▶ _SOURCE PASSAGE_:
# Deco Studio vs Embroidery Studio



## klopping (Aug 24, 2009)

I am obviously new to the forums, although I have been following them for a while. I have found a ton of valuable information, and it is appreciated. I am looking at getting into embroidery and was wondering what the key differences are between Wilcom/Corel's Deco Studio and Wilcom's Embroidery Studio? Price is obvious, but being new to embroidery, I was wondering if I should just jump into Embroidery Studio. My hope is that I can gain the experience to do most of my own digitizing, but I don't want to sink the savings into software if it is not necessary. Thanks, in advance, for you guidance. Bill


----------



## Earl Smith (Sep 30, 2008)

Hi Bill.
I started out in Embroidery about 2 years ago. I bought a complete package of machine and software together. The salesman advised me to only buy the Edit/plus version of Wilcom which I believe has now been superceeded by Deco Studio. I took his advice , as he rightly said, I could not use the higher version because it was too advanced for me. As a starter in the business he was right. Deco Studio is enough to get started with and learn the trade. It did everything I needed. I have now, after 2 years, upgraded to ES because my business has advanced and so have my digitising skills.

▶ _EXCERPTED DATA_:
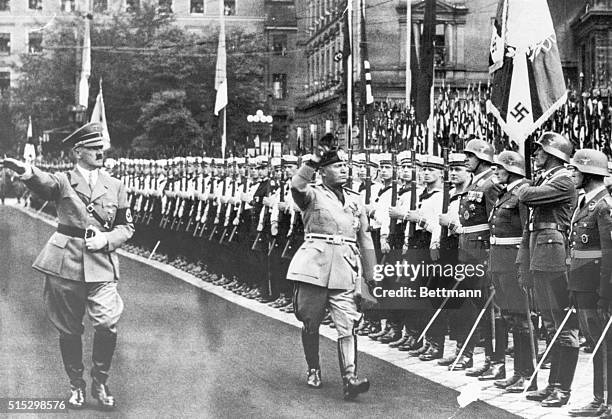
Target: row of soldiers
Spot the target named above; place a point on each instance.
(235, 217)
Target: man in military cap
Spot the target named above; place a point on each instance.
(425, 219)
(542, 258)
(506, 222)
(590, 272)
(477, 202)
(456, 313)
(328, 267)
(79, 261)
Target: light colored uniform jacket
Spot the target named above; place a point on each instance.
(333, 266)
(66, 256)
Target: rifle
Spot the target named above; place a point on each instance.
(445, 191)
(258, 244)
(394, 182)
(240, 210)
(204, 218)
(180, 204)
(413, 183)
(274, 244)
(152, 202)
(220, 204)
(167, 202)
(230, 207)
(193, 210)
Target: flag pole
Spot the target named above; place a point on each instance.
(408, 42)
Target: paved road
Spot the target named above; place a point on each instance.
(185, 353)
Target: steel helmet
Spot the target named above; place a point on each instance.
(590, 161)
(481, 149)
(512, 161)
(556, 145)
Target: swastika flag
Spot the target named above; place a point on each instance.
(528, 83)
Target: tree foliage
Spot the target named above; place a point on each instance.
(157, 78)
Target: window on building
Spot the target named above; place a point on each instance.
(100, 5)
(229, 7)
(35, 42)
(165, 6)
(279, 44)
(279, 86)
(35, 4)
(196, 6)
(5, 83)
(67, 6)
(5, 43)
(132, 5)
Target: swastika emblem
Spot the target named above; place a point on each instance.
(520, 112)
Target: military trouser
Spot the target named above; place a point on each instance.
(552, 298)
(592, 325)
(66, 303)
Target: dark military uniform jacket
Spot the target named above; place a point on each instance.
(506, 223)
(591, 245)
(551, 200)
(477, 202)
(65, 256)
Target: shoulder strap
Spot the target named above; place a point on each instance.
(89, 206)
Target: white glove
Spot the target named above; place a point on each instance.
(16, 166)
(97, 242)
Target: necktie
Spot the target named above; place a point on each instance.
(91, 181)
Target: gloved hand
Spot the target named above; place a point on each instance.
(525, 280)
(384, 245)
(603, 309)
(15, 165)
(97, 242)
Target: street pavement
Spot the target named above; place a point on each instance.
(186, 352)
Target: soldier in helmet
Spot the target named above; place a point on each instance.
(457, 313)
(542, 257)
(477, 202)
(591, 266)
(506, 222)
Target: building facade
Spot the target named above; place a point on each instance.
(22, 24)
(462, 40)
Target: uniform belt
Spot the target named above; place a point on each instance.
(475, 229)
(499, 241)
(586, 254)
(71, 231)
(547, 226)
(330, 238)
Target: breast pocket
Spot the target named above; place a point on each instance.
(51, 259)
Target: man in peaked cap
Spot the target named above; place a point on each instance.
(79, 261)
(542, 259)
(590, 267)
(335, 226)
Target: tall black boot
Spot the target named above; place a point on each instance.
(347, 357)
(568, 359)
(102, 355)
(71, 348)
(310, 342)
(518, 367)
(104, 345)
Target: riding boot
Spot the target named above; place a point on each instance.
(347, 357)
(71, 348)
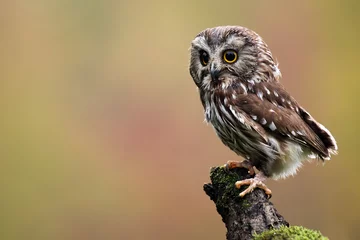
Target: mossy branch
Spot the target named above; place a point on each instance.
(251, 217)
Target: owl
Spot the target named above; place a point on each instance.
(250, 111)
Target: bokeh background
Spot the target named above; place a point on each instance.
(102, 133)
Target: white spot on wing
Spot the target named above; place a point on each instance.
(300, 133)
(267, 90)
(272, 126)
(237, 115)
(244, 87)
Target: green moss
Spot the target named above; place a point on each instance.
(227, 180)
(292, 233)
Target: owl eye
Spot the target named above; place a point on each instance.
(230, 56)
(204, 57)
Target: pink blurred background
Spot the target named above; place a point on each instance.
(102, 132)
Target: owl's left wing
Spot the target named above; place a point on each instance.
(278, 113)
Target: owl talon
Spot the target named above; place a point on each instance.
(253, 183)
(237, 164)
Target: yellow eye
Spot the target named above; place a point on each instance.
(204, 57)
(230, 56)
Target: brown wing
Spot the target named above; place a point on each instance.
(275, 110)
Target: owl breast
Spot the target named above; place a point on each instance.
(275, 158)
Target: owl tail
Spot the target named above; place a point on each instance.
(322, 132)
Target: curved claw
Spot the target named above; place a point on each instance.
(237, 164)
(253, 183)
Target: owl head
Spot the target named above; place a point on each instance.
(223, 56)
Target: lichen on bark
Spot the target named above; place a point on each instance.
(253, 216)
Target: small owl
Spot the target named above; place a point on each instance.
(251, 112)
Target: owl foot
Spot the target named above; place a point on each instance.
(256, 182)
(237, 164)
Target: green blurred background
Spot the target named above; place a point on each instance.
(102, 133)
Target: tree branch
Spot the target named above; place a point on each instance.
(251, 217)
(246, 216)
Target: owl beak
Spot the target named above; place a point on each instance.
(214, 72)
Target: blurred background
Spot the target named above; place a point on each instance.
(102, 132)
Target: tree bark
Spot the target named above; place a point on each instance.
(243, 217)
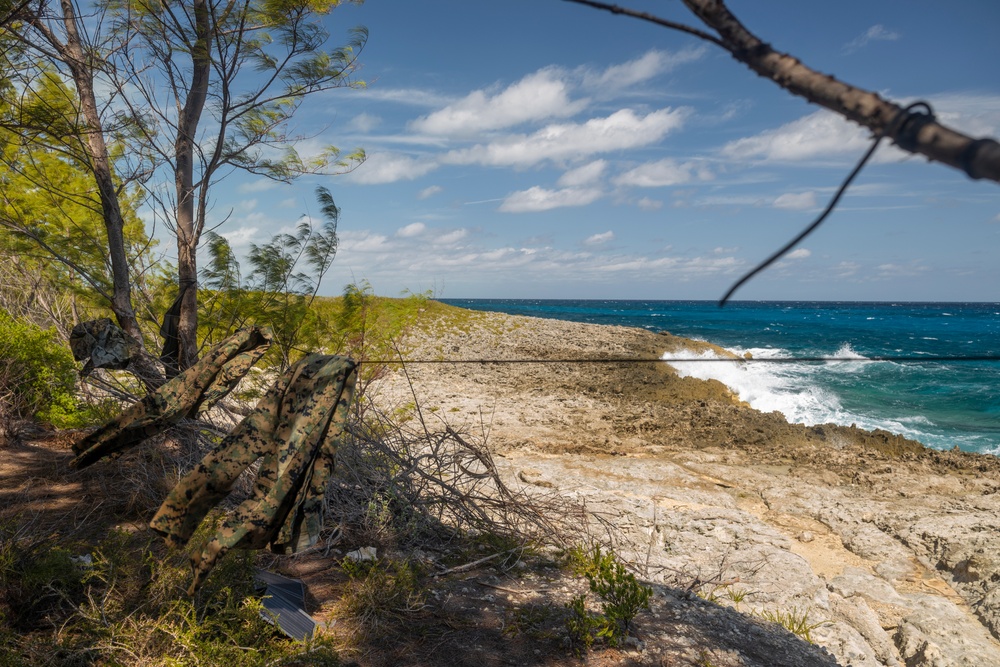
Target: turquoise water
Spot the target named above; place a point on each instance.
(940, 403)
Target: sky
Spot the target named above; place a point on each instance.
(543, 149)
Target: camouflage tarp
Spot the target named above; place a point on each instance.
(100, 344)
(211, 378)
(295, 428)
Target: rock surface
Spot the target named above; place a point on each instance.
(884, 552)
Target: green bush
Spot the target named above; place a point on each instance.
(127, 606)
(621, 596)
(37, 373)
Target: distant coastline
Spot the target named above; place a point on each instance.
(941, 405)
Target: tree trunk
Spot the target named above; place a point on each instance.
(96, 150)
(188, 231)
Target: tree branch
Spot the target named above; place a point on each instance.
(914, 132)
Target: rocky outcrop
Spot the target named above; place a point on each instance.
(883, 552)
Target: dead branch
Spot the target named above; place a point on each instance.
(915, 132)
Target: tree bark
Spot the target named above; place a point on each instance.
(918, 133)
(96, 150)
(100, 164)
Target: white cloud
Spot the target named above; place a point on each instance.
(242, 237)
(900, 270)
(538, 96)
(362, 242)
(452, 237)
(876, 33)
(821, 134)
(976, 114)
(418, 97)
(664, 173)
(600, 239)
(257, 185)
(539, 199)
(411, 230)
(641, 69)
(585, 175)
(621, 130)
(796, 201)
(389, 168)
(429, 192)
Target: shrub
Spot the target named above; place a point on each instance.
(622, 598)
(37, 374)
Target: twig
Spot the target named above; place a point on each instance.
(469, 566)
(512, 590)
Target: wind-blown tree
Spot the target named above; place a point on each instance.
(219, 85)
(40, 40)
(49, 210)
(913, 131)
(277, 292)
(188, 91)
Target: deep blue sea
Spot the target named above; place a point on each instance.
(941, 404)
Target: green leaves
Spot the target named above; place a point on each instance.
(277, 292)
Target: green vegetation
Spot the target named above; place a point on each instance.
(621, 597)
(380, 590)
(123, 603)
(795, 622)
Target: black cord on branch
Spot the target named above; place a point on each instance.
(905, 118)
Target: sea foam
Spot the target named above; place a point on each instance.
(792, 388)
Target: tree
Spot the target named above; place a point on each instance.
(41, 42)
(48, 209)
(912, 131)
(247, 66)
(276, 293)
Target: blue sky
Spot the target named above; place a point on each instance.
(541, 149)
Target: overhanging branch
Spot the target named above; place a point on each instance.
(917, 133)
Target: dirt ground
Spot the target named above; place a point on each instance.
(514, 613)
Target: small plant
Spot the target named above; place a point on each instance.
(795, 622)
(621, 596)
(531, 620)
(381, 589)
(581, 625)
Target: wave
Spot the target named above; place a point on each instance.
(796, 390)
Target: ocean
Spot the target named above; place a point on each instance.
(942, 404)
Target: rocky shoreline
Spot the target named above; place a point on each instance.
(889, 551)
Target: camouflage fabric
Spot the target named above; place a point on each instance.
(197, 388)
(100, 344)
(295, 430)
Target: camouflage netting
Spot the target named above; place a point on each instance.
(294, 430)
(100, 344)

▶ _WHAT TO WORK ON_:
A: List every embroidery software product named in the forum thread.
B: Answer these questions from the forum thread, one per line:
(i) About how long ago did Earl Smith start out in embroidery?
(ii) Who advised Earl Smith to buy only the Edit/plus version?
(iii) What does Bill hope to gain the experience to do?
C: Decide whether each statement agrees with the forum thread. Answer yes or no, and quote the words that decide it.
(i) Earl Smith bought his machine and his software separately.
(ii) Earl Smith has upgraded to ES.
(iii) Bill says he is new to the forums.
The entries are separate material from the forum thread.

▶ _SOLUTIONS_:
A: Deco Studio, Embroidery Studio (also called ES), Edit/plus

B:
(i) About 2 years ago.
(ii) The salesman.
(iii) Most of his own digitizing.

C:
(i) No: "I bought a complete package of machine and software together."
(ii) Yes: "I have now, after 2 years, upgraded to ES"
(iii) Yes: "I am obviously new to the forums"